> [PROVIDED RECORDS]
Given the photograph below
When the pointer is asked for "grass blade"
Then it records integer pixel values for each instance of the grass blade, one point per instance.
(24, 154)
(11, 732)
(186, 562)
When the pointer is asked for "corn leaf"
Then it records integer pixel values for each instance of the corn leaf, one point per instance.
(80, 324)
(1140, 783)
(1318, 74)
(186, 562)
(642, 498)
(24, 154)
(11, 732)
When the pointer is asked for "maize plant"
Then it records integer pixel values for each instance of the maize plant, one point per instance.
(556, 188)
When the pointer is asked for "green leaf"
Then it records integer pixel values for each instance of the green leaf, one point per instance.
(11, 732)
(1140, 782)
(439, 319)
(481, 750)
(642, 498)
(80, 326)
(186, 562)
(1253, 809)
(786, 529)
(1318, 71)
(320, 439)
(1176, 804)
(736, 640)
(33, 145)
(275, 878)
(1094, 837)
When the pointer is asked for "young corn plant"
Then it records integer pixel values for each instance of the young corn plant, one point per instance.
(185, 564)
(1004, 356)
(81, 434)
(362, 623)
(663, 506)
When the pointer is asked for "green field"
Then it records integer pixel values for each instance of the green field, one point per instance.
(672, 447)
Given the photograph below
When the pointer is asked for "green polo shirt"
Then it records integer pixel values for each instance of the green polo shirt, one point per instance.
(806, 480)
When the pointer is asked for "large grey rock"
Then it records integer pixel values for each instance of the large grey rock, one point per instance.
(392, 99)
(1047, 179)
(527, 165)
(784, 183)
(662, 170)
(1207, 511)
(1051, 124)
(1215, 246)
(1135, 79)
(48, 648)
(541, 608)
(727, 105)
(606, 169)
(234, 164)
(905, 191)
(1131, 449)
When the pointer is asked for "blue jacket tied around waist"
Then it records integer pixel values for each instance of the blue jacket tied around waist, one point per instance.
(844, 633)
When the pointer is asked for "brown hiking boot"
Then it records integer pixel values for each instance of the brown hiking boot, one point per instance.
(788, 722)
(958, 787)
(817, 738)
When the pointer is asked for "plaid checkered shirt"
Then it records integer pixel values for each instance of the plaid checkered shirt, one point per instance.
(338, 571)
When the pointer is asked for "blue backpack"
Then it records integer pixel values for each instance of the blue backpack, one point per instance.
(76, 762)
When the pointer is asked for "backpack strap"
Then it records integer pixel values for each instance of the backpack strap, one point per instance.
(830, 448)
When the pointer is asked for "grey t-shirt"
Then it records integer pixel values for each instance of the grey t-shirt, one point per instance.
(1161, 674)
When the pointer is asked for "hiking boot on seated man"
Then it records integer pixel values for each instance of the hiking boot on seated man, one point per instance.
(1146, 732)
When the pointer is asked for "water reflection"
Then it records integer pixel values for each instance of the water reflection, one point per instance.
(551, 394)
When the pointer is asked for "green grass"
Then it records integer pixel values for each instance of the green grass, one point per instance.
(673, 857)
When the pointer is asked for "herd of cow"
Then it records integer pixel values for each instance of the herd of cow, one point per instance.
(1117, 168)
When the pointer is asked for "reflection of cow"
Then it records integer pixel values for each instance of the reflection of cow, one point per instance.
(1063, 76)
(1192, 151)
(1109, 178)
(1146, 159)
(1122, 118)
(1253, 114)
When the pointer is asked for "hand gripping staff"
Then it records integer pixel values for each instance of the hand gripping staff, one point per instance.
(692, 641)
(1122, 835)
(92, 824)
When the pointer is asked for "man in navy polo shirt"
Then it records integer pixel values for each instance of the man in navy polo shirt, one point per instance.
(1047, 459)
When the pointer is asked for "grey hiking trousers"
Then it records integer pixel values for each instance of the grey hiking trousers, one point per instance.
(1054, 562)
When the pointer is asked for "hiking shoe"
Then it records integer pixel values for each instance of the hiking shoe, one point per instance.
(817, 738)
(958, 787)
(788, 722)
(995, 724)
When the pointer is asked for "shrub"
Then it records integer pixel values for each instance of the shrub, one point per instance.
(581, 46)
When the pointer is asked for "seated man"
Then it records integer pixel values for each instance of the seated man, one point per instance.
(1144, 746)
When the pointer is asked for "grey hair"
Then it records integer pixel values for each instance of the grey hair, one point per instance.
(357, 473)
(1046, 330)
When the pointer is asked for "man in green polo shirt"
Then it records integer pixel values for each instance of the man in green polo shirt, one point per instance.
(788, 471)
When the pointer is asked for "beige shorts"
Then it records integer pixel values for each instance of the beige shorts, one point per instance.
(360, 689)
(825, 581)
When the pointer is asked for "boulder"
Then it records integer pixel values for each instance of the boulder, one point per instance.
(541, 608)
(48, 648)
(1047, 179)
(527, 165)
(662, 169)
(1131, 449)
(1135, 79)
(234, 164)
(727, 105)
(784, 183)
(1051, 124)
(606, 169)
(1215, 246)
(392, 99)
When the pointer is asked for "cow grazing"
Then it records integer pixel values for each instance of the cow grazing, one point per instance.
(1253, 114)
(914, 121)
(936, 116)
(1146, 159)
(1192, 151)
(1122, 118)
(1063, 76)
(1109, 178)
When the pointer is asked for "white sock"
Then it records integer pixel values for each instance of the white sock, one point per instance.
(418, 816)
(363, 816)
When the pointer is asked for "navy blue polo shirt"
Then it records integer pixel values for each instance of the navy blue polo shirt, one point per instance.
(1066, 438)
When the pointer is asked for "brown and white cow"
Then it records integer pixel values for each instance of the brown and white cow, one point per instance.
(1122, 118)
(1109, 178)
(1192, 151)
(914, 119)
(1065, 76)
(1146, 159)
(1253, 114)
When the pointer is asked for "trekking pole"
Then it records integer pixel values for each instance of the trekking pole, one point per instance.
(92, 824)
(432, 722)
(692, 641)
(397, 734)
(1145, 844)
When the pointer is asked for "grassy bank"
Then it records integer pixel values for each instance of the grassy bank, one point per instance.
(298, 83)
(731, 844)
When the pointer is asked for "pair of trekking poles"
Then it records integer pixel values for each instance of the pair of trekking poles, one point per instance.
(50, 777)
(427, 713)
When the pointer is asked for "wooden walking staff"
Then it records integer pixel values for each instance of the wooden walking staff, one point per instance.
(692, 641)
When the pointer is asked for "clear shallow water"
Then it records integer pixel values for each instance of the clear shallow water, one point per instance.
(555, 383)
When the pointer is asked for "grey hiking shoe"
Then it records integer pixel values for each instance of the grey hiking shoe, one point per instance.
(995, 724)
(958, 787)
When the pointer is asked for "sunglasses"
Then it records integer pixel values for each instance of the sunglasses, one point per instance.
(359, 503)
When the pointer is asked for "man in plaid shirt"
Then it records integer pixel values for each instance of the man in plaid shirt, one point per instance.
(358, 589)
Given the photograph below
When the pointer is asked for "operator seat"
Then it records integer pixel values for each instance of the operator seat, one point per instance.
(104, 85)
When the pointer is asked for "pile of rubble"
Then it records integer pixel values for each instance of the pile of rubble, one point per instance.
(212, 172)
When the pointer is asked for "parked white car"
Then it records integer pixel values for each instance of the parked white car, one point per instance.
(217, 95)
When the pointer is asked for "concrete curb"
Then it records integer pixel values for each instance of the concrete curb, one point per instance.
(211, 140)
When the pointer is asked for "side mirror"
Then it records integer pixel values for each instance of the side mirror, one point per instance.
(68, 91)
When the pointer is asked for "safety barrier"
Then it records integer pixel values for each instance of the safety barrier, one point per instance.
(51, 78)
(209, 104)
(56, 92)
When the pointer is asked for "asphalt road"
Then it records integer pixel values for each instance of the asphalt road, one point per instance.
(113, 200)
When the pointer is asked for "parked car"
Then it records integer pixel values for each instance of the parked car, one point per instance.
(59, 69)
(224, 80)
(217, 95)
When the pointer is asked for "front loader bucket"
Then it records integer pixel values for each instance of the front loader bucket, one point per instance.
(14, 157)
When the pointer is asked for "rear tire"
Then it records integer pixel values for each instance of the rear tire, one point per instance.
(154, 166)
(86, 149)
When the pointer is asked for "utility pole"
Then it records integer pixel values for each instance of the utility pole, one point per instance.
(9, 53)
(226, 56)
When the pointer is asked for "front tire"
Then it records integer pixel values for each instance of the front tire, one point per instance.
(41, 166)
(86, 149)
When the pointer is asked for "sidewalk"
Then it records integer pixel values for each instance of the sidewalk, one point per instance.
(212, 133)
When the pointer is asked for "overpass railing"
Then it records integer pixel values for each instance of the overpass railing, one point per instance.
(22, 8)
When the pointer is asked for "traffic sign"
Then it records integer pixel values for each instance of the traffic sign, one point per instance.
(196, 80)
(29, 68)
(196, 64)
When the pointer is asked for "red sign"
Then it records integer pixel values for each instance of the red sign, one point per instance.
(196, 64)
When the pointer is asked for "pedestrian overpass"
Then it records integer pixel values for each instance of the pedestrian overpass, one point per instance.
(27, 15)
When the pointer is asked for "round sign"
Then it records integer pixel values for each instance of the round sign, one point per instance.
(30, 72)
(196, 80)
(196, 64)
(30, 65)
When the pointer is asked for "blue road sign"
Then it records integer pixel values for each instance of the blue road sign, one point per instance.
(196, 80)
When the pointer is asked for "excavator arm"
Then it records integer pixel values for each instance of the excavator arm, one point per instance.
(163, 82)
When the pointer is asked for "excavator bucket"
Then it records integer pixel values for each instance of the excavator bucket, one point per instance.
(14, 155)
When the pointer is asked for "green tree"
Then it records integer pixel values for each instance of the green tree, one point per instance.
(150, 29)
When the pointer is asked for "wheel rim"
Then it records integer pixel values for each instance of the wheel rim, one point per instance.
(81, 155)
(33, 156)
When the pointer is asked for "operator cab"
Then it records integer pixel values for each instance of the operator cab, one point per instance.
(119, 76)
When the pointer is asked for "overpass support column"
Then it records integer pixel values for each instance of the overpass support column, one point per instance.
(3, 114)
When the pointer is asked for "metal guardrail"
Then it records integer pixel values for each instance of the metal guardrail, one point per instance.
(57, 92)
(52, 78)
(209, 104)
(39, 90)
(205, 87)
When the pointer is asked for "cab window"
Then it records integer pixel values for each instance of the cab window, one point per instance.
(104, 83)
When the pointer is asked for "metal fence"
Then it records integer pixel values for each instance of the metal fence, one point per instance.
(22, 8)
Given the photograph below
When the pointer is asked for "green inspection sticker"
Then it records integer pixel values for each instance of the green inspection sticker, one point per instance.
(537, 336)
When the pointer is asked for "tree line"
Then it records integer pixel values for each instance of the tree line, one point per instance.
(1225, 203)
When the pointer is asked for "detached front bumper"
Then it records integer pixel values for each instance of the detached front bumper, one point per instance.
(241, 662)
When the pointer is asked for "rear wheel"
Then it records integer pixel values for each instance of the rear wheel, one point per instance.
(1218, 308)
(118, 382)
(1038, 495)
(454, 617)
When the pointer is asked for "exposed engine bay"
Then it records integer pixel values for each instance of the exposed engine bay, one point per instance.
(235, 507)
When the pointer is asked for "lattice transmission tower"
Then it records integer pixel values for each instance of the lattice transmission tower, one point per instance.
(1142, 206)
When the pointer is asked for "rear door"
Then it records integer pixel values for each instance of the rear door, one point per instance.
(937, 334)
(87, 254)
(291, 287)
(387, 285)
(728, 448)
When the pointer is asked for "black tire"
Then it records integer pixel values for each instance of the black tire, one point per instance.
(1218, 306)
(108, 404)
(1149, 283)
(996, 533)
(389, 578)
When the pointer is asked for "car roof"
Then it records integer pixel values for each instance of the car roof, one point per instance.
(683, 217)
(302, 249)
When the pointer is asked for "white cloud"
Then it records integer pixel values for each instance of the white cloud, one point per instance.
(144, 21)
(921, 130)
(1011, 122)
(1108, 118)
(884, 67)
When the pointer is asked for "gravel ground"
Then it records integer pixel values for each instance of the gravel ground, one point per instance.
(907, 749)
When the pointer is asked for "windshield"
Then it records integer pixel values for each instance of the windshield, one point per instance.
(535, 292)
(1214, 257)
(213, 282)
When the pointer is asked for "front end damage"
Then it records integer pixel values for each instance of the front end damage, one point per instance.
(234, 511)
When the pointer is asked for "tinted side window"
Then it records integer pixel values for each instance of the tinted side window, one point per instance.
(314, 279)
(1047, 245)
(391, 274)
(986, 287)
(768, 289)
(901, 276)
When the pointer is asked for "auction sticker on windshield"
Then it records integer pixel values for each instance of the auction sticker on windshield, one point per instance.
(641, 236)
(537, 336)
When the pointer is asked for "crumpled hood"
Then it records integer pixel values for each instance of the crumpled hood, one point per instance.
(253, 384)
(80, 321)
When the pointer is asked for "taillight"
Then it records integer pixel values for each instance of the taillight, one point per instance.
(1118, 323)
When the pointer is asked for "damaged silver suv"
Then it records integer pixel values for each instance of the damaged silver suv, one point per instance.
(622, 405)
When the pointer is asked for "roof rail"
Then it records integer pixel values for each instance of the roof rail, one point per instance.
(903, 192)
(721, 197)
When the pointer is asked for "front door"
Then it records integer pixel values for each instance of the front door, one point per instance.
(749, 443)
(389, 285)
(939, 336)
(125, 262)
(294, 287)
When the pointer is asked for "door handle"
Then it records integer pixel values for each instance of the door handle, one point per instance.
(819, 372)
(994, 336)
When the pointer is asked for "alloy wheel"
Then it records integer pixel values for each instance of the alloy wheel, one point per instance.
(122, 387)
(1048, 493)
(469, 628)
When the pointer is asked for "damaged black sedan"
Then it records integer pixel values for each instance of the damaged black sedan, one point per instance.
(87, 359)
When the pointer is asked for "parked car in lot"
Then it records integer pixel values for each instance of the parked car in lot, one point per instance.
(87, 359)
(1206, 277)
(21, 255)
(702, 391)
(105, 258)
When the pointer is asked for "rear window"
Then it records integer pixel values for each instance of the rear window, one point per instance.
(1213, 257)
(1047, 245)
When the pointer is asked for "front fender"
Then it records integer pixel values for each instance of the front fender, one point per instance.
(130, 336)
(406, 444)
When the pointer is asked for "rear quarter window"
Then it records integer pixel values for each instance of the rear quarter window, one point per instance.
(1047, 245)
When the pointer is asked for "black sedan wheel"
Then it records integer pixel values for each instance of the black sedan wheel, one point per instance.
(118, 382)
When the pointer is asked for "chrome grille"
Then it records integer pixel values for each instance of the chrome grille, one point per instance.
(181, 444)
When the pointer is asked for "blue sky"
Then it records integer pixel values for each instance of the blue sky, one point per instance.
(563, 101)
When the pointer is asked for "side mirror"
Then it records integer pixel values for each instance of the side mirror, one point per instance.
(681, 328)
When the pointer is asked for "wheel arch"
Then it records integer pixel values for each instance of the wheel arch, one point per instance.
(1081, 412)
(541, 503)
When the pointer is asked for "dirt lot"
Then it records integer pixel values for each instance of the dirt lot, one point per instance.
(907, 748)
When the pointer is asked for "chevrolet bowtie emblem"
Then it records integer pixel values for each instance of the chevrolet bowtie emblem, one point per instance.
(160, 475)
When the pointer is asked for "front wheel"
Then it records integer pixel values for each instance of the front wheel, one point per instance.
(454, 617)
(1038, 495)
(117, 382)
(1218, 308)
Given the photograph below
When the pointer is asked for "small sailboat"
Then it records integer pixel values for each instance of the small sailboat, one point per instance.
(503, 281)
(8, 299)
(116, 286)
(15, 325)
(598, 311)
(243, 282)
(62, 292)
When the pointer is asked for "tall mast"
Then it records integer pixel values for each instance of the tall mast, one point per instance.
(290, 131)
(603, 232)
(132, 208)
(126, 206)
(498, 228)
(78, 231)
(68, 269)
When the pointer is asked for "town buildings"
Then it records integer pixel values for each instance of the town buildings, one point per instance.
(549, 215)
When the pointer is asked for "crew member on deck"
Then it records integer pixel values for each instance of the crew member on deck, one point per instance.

> [EXERCISE AIM] Extract every line of the records above that contains the string "grille", treating uppercase and lowercase as different.

> [REPLY]
When the pointer is asked for "chrome grille"
Then it records integer pixel values for each instance of the chrome grille, one point per instance.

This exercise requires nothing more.